Copy every entry exactly as given, minus the images.

- - - - -

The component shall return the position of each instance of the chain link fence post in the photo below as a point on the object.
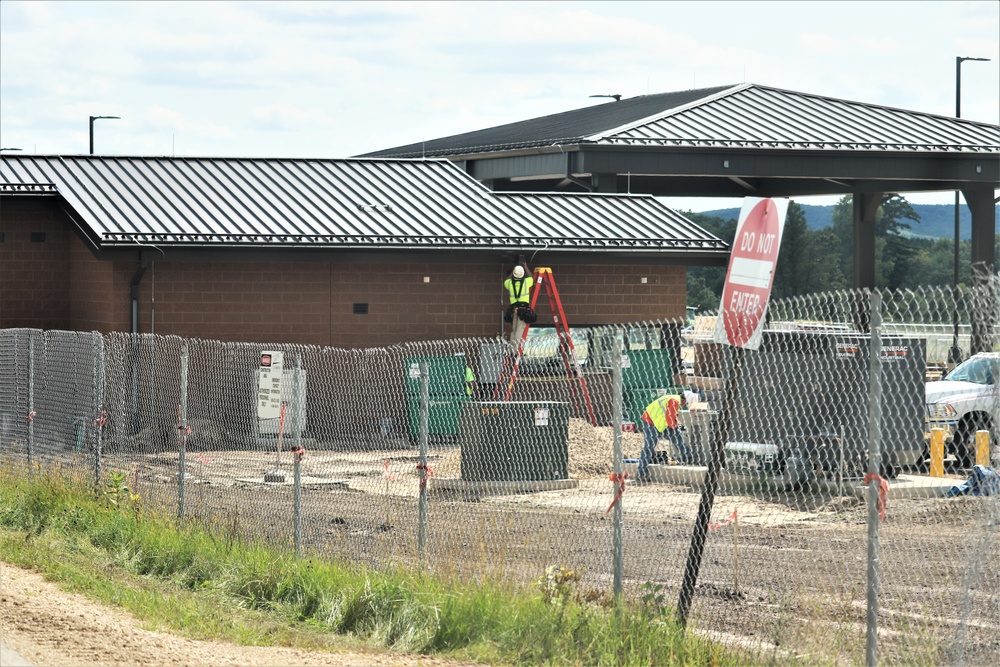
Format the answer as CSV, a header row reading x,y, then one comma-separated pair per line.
x,y
297,414
618,464
182,436
874,481
422,466
98,388
31,398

- - - - -

◆ **Exercise solution**:
The component shall return the position of each instance of the chain link fence post in the photo below as a point on the object.
Format the answer as CSV, a header row reading x,y, then one comma-separated pair per line.
x,y
297,414
618,464
182,436
874,481
422,466
98,388
31,398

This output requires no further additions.